* _Stored dataset items_:
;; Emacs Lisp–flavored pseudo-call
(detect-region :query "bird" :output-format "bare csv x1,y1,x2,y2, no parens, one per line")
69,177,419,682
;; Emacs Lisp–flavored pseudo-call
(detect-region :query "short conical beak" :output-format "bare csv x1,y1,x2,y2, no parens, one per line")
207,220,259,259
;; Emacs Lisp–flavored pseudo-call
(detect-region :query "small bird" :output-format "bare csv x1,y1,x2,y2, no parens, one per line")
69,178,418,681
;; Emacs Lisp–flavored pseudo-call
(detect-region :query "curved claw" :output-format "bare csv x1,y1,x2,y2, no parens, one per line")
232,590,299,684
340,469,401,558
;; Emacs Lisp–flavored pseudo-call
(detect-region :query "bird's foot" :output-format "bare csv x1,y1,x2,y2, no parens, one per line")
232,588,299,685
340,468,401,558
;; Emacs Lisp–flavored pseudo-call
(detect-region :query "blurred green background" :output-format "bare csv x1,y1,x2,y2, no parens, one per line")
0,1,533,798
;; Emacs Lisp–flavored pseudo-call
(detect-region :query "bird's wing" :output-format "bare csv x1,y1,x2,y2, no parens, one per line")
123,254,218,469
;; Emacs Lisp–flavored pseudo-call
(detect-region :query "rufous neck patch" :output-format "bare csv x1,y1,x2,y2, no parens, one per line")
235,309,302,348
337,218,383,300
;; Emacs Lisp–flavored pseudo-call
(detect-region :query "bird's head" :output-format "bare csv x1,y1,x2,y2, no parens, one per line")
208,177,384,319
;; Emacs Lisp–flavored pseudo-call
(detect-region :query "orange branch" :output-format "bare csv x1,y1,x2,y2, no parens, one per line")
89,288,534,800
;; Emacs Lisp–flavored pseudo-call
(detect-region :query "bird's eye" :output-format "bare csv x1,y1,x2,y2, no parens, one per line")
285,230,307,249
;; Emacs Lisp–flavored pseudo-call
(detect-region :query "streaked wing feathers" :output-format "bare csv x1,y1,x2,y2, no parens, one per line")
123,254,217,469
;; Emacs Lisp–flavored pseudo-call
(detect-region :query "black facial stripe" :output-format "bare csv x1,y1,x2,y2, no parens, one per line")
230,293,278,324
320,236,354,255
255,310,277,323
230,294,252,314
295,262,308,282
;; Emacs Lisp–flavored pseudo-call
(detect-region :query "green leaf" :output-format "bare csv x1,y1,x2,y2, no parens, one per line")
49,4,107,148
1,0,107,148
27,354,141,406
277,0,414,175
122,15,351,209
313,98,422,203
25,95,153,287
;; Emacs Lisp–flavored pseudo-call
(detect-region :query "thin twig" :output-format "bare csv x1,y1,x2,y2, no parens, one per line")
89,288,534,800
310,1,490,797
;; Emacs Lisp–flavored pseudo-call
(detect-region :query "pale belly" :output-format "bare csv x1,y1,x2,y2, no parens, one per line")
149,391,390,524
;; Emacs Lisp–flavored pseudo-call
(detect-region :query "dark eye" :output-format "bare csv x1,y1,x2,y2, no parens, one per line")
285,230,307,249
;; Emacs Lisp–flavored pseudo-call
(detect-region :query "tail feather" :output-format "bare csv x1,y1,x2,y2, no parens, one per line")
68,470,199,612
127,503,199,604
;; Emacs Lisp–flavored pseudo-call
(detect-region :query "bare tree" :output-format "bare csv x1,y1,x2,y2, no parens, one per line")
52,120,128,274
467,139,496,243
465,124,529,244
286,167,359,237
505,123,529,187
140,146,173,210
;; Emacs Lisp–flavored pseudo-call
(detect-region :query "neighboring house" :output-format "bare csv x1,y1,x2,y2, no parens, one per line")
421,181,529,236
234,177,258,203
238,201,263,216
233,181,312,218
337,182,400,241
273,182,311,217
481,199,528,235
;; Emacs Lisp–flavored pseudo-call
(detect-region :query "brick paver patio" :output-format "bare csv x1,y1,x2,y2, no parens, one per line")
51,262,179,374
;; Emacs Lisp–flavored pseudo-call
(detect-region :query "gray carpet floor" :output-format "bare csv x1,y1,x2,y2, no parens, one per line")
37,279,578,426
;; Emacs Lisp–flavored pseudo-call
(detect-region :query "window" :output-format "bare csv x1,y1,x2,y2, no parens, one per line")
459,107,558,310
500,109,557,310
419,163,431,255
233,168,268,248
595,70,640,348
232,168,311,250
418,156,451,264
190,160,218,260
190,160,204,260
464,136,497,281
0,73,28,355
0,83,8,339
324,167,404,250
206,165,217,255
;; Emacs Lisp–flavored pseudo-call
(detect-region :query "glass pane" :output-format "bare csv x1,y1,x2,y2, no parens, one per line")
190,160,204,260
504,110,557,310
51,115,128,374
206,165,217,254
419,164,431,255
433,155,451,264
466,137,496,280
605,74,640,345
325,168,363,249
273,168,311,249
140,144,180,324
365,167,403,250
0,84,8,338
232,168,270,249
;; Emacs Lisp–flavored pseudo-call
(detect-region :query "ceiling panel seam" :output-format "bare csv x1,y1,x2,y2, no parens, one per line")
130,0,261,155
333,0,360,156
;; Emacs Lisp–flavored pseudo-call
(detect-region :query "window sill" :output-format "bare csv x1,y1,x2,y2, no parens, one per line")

* _To do_:
Transcribe each record exactly as it is written above.

* _Your solution_:
;; Emacs Lisp–flavored pseudo-call
(detect-region :query "bird" :output-format "bare csv x1,y1,x2,y2, no parens, one per line")
69,177,419,682
;; Emacs Lisp–flavored pseudo-call
(detect-region :query "short conical beak" :output-format "bare csv x1,y1,x2,y2, no parens, one per line")
207,220,259,259
;; Emacs Lisp–flavored pseudo-call
(detect-region :query "small bird" :output-format "bare csv x1,y1,x2,y2, no parens, one per line")
69,178,418,681
;; Emacs Lisp–flavored pseudo-call
(detect-region :query "curved claw" :output-format "bare csv x1,y1,x2,y2, no parens, one per line")
232,590,299,684
340,469,401,558
;; Emacs Lisp–flavored pseudo-call
(detect-region :query "bird's foot" :output-format "bare csv x1,y1,x2,y2, no parens, one per line")
232,588,299,685
340,468,401,558
;; Emacs Lisp–flavored pseudo-call
(detect-region :query "blurred green background" :output-format "bare csv x1,y1,x2,y2, no parens, one per line")
0,1,533,798
;; Emacs Lisp–flavored pseudo-call
(detect-region :query "bird's wing" :output-format "bare csv x1,y1,x2,y2, no parens, one per line")
123,254,218,469
;; Emacs Lisp–flavored pseudo-call
(detect-region :query "rufous neck patch" :output-format "bare csv x1,y1,x2,y2, no parens, one per line")
235,309,302,348
337,218,383,300
;; Emacs Lisp–flavored pseudo-call
(detect-region :query "bird's head" :output-format "bare csv x1,y1,x2,y2, no parens, one per line")
208,177,384,319
;; Emacs Lisp–flavored pseudo-call
(detect-region :query "orange branch" :output-format "bare csv x1,y1,x2,y2, no parens, one per line")
89,288,534,800
;; Emacs Lisp–flavored pseudo-call
(detect-region :query "bird's eye" :output-format "bare csv x1,y1,x2,y2, no parens, one per line")
285,230,307,249
;; Emacs Lisp–flavored pseudo-call
(detect-region :query "streaked wing feathers" :output-format "bare csv x1,y1,x2,y2, no parens, one per line")
123,254,217,469
;; Emacs Lisp–flavored pseudo-call
(detect-region :query "black facial stripe" :output-format "bare csv x1,y1,x2,y2, no parens, one per line")
230,293,278,324
320,236,354,255
255,310,277,323
230,294,252,314
295,262,308,282
;; Emacs Lisp–flavored pseudo-call
(detect-region :query "green leaf" :output-format "bare csv x1,y1,x2,y2, no parens, one per line")
49,4,107,148
1,0,107,148
27,354,141,406
277,0,414,175
122,15,351,209
313,98,422,203
25,95,153,287
;; Emacs Lisp–flavored pseudo-call
(detect-region :query "thin twig" :output-format "bare csv x1,y1,x2,y2, no parens, one per line")
89,288,534,800
310,1,490,797
;; Emacs Lisp–flavored pseudo-call
(detect-region :query "pale belly" :output-format "bare csv x1,y1,x2,y2, no parens, one per line")
149,391,390,524
;; Emacs Lisp–flavored pseudo-call
(detect-region :query "dark eye" :output-format "bare csv x1,y1,x2,y2, no parens, one per line")
285,230,307,249
;; Emacs Lisp–flavored pseudo-call
(detect-region :query "tail feather" :output-format "bare csv x1,y1,x2,y2, no parens, one per line")
68,470,199,612
127,503,199,604
;; Emacs Lisp–flavored pseudo-call
(detect-region :query "bare tree" :output-format "bare csv x1,y1,x2,y2, no parens, one per line")
52,120,128,274
467,139,496,243
465,124,529,244
286,167,359,237
505,123,529,187
140,146,173,210
;; Emacs Lisp–flavored pseudo-call
(detect-region :query "neighboring house" :output-format "bare csv x1,y1,x2,y2, no parens, one per line")
421,181,529,236
234,177,258,203
238,201,263,216
233,181,312,218
337,182,400,241
273,182,311,217
481,199,528,235
;; Emacs Lisp–flavored pseudo-call
(detect-region :query "brick paver patio" :output-format "bare csv x1,y1,x2,y2, no parens, one per line")
51,262,179,374
;; Emacs Lisp–flavored pseudo-call
(detect-region :query "gray carpet floor" :output-format "bare csv x1,y1,x2,y2, no parens, one per line")
37,279,578,426
;; Emacs Lisp–flavored pseudo-call
(detect-region :query "window" :output-format "bare csv x1,y1,x2,y2, no parens, one per line")
459,107,558,310
500,109,557,310
419,163,431,255
233,168,268,248
595,70,640,348
232,168,311,250
418,156,451,264
190,160,218,260
190,160,204,260
464,136,497,281
0,73,28,355
0,83,8,339
324,167,404,250
206,165,217,255
;; Emacs Lisp–flavored pseudo-call
(detect-region :query "glass pane" :output-format "bare csv x1,y1,x2,y2, no parens, one per line")
190,160,204,260
504,110,557,310
51,115,128,374
206,165,217,254
419,164,431,255
433,155,451,264
466,137,496,280
605,74,640,345
325,168,363,249
273,168,311,249
140,144,180,324
365,167,403,250
0,84,8,338
232,168,270,249
;; Emacs Lisp–flavored pseudo-call
(detect-region :query "ceiling panel seam" :output-format "bare csv x1,y1,x2,y2, no parens, one per line")
130,0,261,155
333,0,360,156
;; Emacs Lisp–flavored pseudo-call
(detect-region :query "window sill" :output-format "bare csv x1,y1,x2,y2, no parens, one per line")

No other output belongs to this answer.